### Task set
**A.** List the effects that the channel model passage says the propagation channel model includes.
**B.** From the channel model passage, output the part that opens with the words containing "The propagation channel" and closes with "millisecond ( msec ).".
++++ Source document
The propagation channel model is considered with path-loss, shadowing, and Rayleigh fading, in which the outdoor model of ITU-R [27] is used for the path-loss characteristic and a standard deviation of 8 dB is set for shadowing. During the MUE calls, path-loss between the MeNB and the MUEs is constant. We use the 16 CQI values defined in [28] with target block error rates determined in our link-level simulation. Each CQI value is reported to the MeNB during each time-to-interval (TTI) period of 1 millisecond ( msec ).
++++++++
++++ Information supplied
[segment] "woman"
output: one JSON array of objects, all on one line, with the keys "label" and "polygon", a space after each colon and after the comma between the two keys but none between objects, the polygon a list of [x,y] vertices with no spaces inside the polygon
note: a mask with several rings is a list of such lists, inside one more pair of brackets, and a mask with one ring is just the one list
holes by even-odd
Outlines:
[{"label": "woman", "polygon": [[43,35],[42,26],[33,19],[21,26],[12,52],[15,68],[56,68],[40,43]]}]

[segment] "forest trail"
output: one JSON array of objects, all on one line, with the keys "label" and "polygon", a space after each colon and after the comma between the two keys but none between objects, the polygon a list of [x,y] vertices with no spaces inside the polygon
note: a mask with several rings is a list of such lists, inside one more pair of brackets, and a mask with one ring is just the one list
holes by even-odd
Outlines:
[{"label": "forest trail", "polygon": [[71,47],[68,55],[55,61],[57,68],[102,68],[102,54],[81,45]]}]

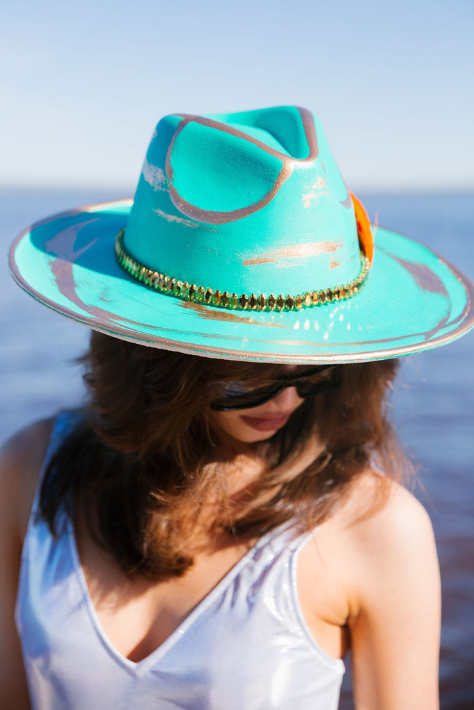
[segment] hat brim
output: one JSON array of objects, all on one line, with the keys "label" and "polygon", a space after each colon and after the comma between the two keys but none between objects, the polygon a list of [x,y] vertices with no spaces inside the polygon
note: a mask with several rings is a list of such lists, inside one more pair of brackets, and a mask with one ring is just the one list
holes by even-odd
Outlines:
[{"label": "hat brim", "polygon": [[419,242],[382,227],[367,284],[348,300],[267,312],[155,292],[130,276],[114,253],[131,206],[131,200],[94,204],[33,224],[10,251],[14,278],[45,305],[95,330],[235,360],[377,360],[436,347],[474,326],[472,283]]}]

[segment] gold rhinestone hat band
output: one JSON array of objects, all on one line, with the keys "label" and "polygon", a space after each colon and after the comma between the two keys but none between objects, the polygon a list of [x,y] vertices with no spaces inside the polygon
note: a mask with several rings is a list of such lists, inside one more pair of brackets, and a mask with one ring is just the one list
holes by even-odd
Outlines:
[{"label": "gold rhinestone hat band", "polygon": [[138,261],[125,248],[124,231],[125,227],[122,227],[115,239],[115,256],[120,266],[128,271],[131,276],[160,293],[166,293],[195,303],[203,303],[206,305],[235,310],[300,310],[301,308],[346,300],[352,298],[361,290],[370,267],[369,259],[361,250],[361,268],[359,275],[344,285],[306,291],[294,296],[282,294],[276,296],[273,293],[269,296],[264,293],[252,293],[250,295],[242,293],[239,295],[237,293],[229,293],[228,291],[214,290],[209,287],[181,281],[149,268]]}]

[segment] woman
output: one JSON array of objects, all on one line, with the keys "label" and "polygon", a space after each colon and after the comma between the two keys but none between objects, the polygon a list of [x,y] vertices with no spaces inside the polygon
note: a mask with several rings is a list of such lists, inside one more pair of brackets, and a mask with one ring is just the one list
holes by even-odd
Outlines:
[{"label": "woman", "polygon": [[12,251],[102,332],[85,411],[4,454],[4,697],[28,706],[23,545],[35,708],[335,708],[349,646],[358,709],[436,708],[436,552],[385,397],[396,355],[472,326],[472,286],[386,231],[373,258],[293,107],[163,119],[129,212]]}]

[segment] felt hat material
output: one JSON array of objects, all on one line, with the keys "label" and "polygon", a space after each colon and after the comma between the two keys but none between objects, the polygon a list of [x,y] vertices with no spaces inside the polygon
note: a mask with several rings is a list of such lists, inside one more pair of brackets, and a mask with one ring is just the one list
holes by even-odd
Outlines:
[{"label": "felt hat material", "polygon": [[92,328],[208,356],[355,362],[473,327],[468,279],[418,242],[375,231],[309,111],[173,115],[133,201],[33,225],[10,268]]}]

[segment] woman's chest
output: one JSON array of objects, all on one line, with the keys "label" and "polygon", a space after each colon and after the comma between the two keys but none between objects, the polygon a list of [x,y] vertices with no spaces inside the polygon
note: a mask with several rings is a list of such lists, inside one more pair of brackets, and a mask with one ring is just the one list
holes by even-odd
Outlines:
[{"label": "woman's chest", "polygon": [[[114,560],[97,548],[85,530],[77,531],[76,539],[90,603],[98,623],[112,646],[135,662],[149,656],[179,633],[190,616],[196,616],[195,612],[198,615],[211,595],[219,591],[220,586],[224,586],[221,591],[228,595],[226,579],[232,588],[232,594],[237,599],[239,596],[234,588],[247,585],[249,594],[254,596],[258,589],[263,598],[260,601],[267,606],[275,603],[281,591],[278,587],[284,584],[275,570],[271,581],[269,559],[252,577],[250,570],[254,570],[255,562],[252,559],[246,561],[246,558],[252,558],[254,541],[214,544],[214,549],[196,556],[193,566],[183,577],[149,580],[125,575]],[[289,586],[294,584],[294,601],[302,623],[307,625],[323,651],[340,658],[348,645],[341,611],[345,608],[344,600],[322,560],[316,559],[311,545],[310,541],[299,555],[291,558],[293,569],[288,570],[287,583]],[[235,574],[242,563],[243,570]],[[321,564],[321,574],[315,586],[314,568],[318,564]],[[228,580],[229,577],[233,579]],[[242,589],[239,594],[242,596]],[[227,600],[224,606],[230,604]],[[244,604],[248,604],[248,595]],[[242,613],[242,610],[230,606],[227,613]],[[223,617],[222,623],[226,621]]]}]

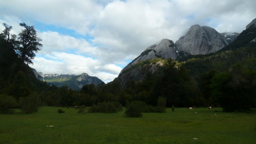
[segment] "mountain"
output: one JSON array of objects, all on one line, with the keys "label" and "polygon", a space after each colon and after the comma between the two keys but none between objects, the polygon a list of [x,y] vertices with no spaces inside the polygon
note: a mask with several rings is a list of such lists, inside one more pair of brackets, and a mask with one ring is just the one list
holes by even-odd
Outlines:
[{"label": "mountain", "polygon": [[185,56],[216,52],[228,44],[224,36],[214,29],[198,25],[192,26],[175,43],[179,53],[183,52]]},{"label": "mountain", "polygon": [[38,75],[42,77],[43,81],[58,87],[64,85],[73,89],[81,89],[85,84],[100,84],[103,81],[96,77],[89,75],[86,73],[76,75],[61,74],[43,74],[39,72]]},{"label": "mountain", "polygon": [[173,41],[167,39],[163,39],[160,42],[148,47],[139,56],[125,67],[120,73],[122,72],[123,70],[140,61],[153,59],[157,57],[176,59],[177,56]]},{"label": "mountain", "polygon": [[32,69],[32,70],[33,71],[33,72],[35,74],[35,75],[36,76],[36,77],[40,81],[43,81],[43,78],[42,78],[42,77],[41,77],[40,75],[39,75],[37,73],[37,72],[36,71],[36,70],[35,69],[32,68],[30,68]]},{"label": "mountain", "polygon": [[249,28],[251,26],[251,28],[256,27],[256,18],[254,19],[251,22],[246,26],[246,29]]},{"label": "mountain", "polygon": [[225,37],[227,42],[228,42],[229,44],[234,41],[239,35],[239,33],[235,32],[223,32],[221,33],[221,34]]},{"label": "mountain", "polygon": [[[185,57],[188,55],[203,56],[220,50],[222,51],[233,50],[238,47],[247,45],[243,44],[251,41],[253,43],[256,38],[254,34],[256,32],[252,29],[254,25],[256,25],[255,20],[247,26],[252,26],[250,27],[251,29],[245,30],[240,34],[235,32],[221,33],[208,26],[192,26],[184,36],[175,43],[171,40],[164,39],[147,48],[124,68],[116,79],[120,80],[122,87],[125,87],[129,79],[141,81],[146,77],[147,72],[150,72],[153,74],[155,72],[163,65],[164,60],[161,59],[177,59],[186,58]],[[156,58],[160,58],[154,59]],[[151,70],[153,67],[155,70],[152,72]]]}]

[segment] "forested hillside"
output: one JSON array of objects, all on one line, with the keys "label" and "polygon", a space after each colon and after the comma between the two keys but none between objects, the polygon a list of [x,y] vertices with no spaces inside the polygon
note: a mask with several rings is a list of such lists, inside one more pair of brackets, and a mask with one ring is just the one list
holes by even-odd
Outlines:
[{"label": "forested hillside", "polygon": [[[226,112],[249,111],[255,107],[256,44],[250,42],[256,37],[255,28],[245,30],[216,53],[189,55],[177,60],[156,58],[139,63],[124,72],[136,69],[138,74],[145,78],[137,79],[131,75],[125,87],[119,77],[106,85],[86,84],[81,90],[74,90],[37,79],[27,64],[33,63],[35,52],[42,48],[40,38],[34,40],[31,47],[23,45],[25,32],[11,35],[11,27],[5,24],[0,37],[2,113],[12,113],[13,109],[18,108],[29,113],[43,105],[90,106],[114,102],[127,106],[135,101],[161,107],[221,106]],[[24,23],[20,26],[34,30]],[[28,48],[32,50],[26,53],[28,51],[24,50]],[[157,70],[152,72],[152,65],[156,63],[163,65],[156,65]]]}]

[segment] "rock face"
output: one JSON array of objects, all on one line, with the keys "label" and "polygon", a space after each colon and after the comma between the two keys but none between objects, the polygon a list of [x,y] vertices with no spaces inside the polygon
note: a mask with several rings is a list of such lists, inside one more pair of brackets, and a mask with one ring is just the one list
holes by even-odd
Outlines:
[{"label": "rock face", "polygon": [[42,78],[42,77],[41,76],[41,75],[39,75],[37,73],[37,72],[36,72],[36,70],[35,69],[33,68],[31,68],[31,69],[32,69],[32,70],[33,71],[33,72],[35,74],[35,75],[36,76],[36,78],[38,79],[40,81],[43,81]]},{"label": "rock face", "polygon": [[159,61],[155,64],[151,63],[138,66],[131,70],[120,73],[117,78],[121,81],[122,87],[125,87],[127,81],[130,77],[132,77],[133,79],[136,81],[141,81],[146,77],[147,72],[150,72],[153,74],[160,66],[162,66],[163,65],[163,63]]},{"label": "rock face", "polygon": [[228,44],[226,38],[214,29],[198,25],[192,26],[186,35],[175,43],[179,53],[205,54],[215,52]]},{"label": "rock face", "polygon": [[159,42],[148,47],[139,56],[125,67],[120,73],[124,69],[140,61],[155,59],[156,57],[176,59],[177,54],[173,41],[167,39],[163,39]]},{"label": "rock face", "polygon": [[239,35],[239,33],[235,32],[223,32],[221,34],[226,38],[226,40],[229,44],[233,42]]},{"label": "rock face", "polygon": [[176,59],[177,53],[173,41],[164,39],[159,43],[148,47],[140,55],[133,60],[131,64],[135,64],[140,61],[154,59],[156,57]]},{"label": "rock face", "polygon": [[252,28],[256,27],[256,18],[254,19],[251,23],[246,26],[246,29],[249,28],[251,26]]}]

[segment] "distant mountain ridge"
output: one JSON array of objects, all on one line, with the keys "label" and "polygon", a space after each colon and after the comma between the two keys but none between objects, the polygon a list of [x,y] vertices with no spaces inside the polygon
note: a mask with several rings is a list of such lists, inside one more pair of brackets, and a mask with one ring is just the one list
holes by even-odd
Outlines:
[{"label": "distant mountain ridge", "polygon": [[66,85],[73,89],[81,89],[85,84],[101,84],[103,81],[98,78],[83,73],[77,75],[75,75],[62,74],[44,74],[42,72],[37,72],[42,78],[43,81],[58,87]]},{"label": "distant mountain ridge", "polygon": [[[157,71],[159,66],[163,65],[164,60],[158,62],[161,64],[157,64],[157,66],[154,67],[154,72],[149,70],[152,64],[149,63],[150,60],[148,64],[141,63],[144,65],[136,65],[141,61],[153,60],[157,57],[177,59],[189,55],[204,55],[220,50],[231,50],[233,48],[232,47],[233,47],[234,50],[236,47],[245,45],[245,43],[253,44],[255,42],[256,38],[254,36],[255,35],[254,32],[251,31],[253,31],[254,29],[252,29],[255,28],[256,18],[246,26],[246,29],[241,34],[233,32],[221,33],[208,26],[201,26],[198,25],[192,26],[186,35],[175,43],[171,40],[164,39],[147,48],[140,55],[122,69],[116,79],[120,81],[123,87],[126,87],[126,83],[129,79],[132,79],[136,81],[141,81],[145,77],[147,72],[151,72],[153,73]],[[247,42],[248,40],[250,41]]]},{"label": "distant mountain ridge", "polygon": [[225,38],[226,40],[229,43],[229,44],[234,41],[236,38],[239,35],[239,33],[235,32],[225,32],[221,33]]},{"label": "distant mountain ridge", "polygon": [[175,44],[179,53],[183,52],[185,56],[205,54],[216,52],[227,45],[226,39],[213,28],[195,25],[191,26],[185,36]]}]

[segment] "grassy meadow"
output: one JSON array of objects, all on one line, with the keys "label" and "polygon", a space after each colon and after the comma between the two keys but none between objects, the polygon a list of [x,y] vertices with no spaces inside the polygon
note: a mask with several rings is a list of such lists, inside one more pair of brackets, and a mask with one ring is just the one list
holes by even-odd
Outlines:
[{"label": "grassy meadow", "polygon": [[[59,108],[65,112],[58,113]],[[223,112],[221,108],[176,108],[166,113],[143,113],[141,118],[124,117],[124,109],[115,113],[80,114],[74,108],[44,106],[30,114],[18,110],[1,114],[0,144],[256,142],[255,109],[236,114]]]}]

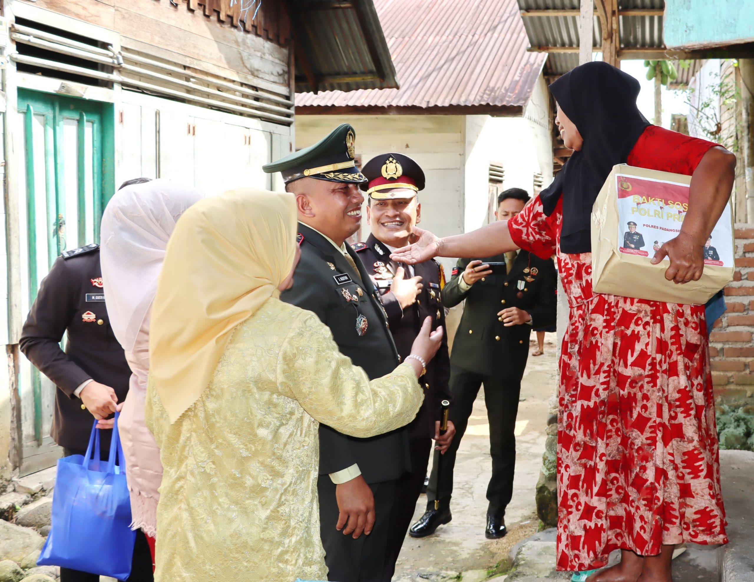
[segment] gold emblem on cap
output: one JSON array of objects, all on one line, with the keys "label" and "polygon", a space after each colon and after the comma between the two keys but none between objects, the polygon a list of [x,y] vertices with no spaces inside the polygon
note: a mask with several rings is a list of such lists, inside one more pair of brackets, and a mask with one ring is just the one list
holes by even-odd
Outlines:
[{"label": "gold emblem on cap", "polygon": [[397,180],[403,175],[403,169],[398,160],[391,156],[382,166],[382,177],[385,180]]},{"label": "gold emblem on cap", "polygon": [[354,135],[354,132],[348,130],[348,133],[345,134],[345,148],[348,151],[348,157],[353,160],[356,157],[356,136]]}]

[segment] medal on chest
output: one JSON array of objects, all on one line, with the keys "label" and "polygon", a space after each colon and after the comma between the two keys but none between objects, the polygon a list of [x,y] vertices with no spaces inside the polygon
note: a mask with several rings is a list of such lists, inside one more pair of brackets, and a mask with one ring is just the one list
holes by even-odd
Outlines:
[{"label": "medal on chest", "polygon": [[366,333],[369,321],[366,321],[366,318],[360,313],[358,317],[356,318],[356,333],[359,334],[360,337]]}]

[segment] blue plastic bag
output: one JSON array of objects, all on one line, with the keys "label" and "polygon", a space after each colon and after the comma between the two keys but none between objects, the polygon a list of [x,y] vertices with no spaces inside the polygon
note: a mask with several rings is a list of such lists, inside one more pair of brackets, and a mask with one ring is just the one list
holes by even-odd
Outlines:
[{"label": "blue plastic bag", "polygon": [[728,306],[725,305],[725,296],[720,289],[706,302],[704,305],[704,318],[707,324],[707,337],[712,333],[713,326],[715,321],[720,318],[720,316],[725,312]]},{"label": "blue plastic bag", "polygon": [[[118,417],[116,413],[107,462],[100,460],[100,431],[94,427],[85,457],[72,455],[58,460],[52,528],[38,565],[118,580],[130,574],[136,532],[130,529],[131,504]],[[116,449],[119,465],[115,465]]]}]

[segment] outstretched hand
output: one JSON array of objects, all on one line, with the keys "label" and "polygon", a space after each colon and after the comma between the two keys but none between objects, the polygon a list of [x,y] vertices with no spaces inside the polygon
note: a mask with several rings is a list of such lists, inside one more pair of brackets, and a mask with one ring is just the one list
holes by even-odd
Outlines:
[{"label": "outstretched hand", "polygon": [[681,232],[654,253],[652,264],[656,265],[665,257],[670,259],[670,266],[665,271],[665,279],[675,283],[698,281],[704,270],[704,245],[695,244],[691,235]]},{"label": "outstretched hand", "polygon": [[411,230],[411,239],[414,240],[412,244],[396,248],[390,255],[393,261],[412,265],[416,263],[424,263],[439,254],[441,239],[429,230],[414,227]]}]

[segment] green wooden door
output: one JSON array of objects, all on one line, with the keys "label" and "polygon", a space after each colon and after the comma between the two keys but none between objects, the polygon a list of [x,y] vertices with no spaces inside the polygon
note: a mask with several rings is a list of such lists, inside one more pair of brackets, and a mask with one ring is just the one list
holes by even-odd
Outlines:
[{"label": "green wooden door", "polygon": [[[100,220],[113,190],[112,105],[19,90],[23,118],[19,222],[22,312],[65,250],[100,242]],[[18,389],[21,474],[54,464],[50,437],[54,385],[21,356]]]}]

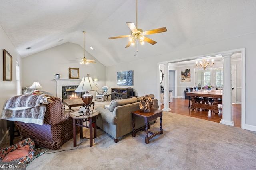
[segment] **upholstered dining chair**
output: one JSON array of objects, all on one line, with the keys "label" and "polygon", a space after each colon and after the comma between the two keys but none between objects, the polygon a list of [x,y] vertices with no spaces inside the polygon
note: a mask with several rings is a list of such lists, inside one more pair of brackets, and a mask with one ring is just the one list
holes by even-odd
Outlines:
[{"label": "upholstered dining chair", "polygon": [[96,101],[105,101],[105,96],[104,94],[107,94],[108,92],[108,88],[106,86],[103,86],[101,90],[99,90],[98,92],[96,92]]}]

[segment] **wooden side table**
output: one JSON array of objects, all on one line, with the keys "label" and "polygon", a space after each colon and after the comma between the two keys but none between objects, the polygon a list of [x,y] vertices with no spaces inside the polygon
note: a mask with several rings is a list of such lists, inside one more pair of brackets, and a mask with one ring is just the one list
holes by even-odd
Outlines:
[{"label": "wooden side table", "polygon": [[[157,135],[160,133],[163,134],[163,129],[162,127],[162,117],[163,116],[163,111],[161,110],[157,110],[154,109],[150,109],[149,112],[144,112],[142,109],[137,110],[137,111],[132,112],[132,136],[134,137],[136,135],[136,133],[140,130],[143,130],[146,132],[146,137],[145,137],[145,143],[146,144],[149,143],[149,140],[156,136]],[[145,126],[135,130],[135,119],[136,116],[144,117],[145,119]],[[152,120],[160,117],[160,129],[159,131],[155,133],[151,132],[148,130],[150,128],[149,122]],[[152,135],[150,137],[148,137],[148,133]]]},{"label": "wooden side table", "polygon": [[[92,146],[92,123],[94,124],[94,138],[97,137],[97,116],[100,113],[99,111],[93,112],[90,116],[82,115],[76,116],[70,114],[70,116],[73,119],[73,141],[74,147],[76,146],[76,126],[80,127],[80,138],[84,138],[83,136],[83,127],[89,129],[90,131],[90,146]],[[89,121],[89,125],[87,125],[87,121]],[[85,125],[84,124],[85,124]]]},{"label": "wooden side table", "polygon": [[[62,100],[63,105],[64,106],[64,110],[65,110],[65,105],[66,104],[69,108],[69,112],[71,111],[71,108],[74,107],[82,106],[84,104],[84,102],[82,98],[77,98],[75,99],[63,99]],[[93,106],[93,109],[94,109],[95,101],[92,102],[92,104]]]}]

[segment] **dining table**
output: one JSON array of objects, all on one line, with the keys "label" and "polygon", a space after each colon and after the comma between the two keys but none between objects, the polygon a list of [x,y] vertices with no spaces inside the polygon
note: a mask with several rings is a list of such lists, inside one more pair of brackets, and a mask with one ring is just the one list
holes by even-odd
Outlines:
[{"label": "dining table", "polygon": [[[191,109],[194,110],[195,108],[199,108],[203,109],[211,110],[213,111],[214,113],[218,114],[219,109],[218,108],[217,100],[222,98],[222,90],[210,90],[206,89],[200,89],[197,91],[187,92],[187,96],[190,96],[191,98]],[[194,98],[196,97],[200,97],[204,99],[201,103],[196,102]],[[212,98],[212,102],[208,102],[208,98]]]}]

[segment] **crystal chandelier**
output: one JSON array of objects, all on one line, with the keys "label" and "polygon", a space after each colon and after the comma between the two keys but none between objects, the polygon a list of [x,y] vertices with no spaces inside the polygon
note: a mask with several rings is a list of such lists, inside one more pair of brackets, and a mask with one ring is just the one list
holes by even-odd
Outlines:
[{"label": "crystal chandelier", "polygon": [[203,60],[203,63],[202,63],[202,61],[201,61],[199,62],[200,62],[200,63],[198,65],[197,64],[197,61],[196,61],[196,67],[197,68],[202,68],[205,70],[205,69],[207,67],[209,66],[210,67],[212,67],[214,65],[214,63],[213,62],[213,60],[212,61],[212,63],[210,63],[209,62],[209,61],[208,60],[207,60],[207,62],[206,62],[205,59],[204,59]]}]

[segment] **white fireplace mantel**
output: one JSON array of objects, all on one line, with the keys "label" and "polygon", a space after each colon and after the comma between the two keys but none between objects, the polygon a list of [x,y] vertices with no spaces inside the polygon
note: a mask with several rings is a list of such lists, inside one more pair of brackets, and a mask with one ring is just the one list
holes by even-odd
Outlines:
[{"label": "white fireplace mantel", "polygon": [[55,78],[56,80],[57,97],[62,99],[62,86],[78,86],[82,79],[65,79]]}]

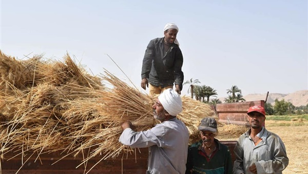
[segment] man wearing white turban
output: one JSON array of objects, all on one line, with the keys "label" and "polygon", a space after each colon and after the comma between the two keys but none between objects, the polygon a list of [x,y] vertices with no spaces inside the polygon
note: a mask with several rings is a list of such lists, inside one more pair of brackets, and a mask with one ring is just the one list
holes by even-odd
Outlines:
[{"label": "man wearing white turban", "polygon": [[177,40],[178,32],[175,24],[168,23],[164,28],[164,37],[151,40],[146,48],[142,62],[141,87],[145,90],[149,87],[150,96],[172,89],[174,83],[175,91],[181,94],[184,73],[183,55]]},{"label": "man wearing white turban", "polygon": [[185,173],[189,134],[185,124],[176,118],[182,111],[182,100],[174,90],[167,89],[152,107],[161,124],[145,131],[135,132],[131,122],[122,124],[119,140],[131,148],[148,147],[147,174]]}]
++++++++
### Responses by task
**A.** path-loss, shadowing, Rayleigh fading

**B.**
The propagation channel model is considered with path-loss, shadowing, and Rayleigh fading, in which the outdoor model of ITU-R [27] is used for the path-loss characteristic and a standard deviation of 8 dB is set for shadowing. During the MUE calls, path-loss between the MeNB and the MUEs is constant. We use the 16 CQI values defined in [28] with target block error rates determined in our link-level simulation. Each CQI value is reported to the MeNB during each time-to-interval (TTI) period of 1 millisecond ( msec ).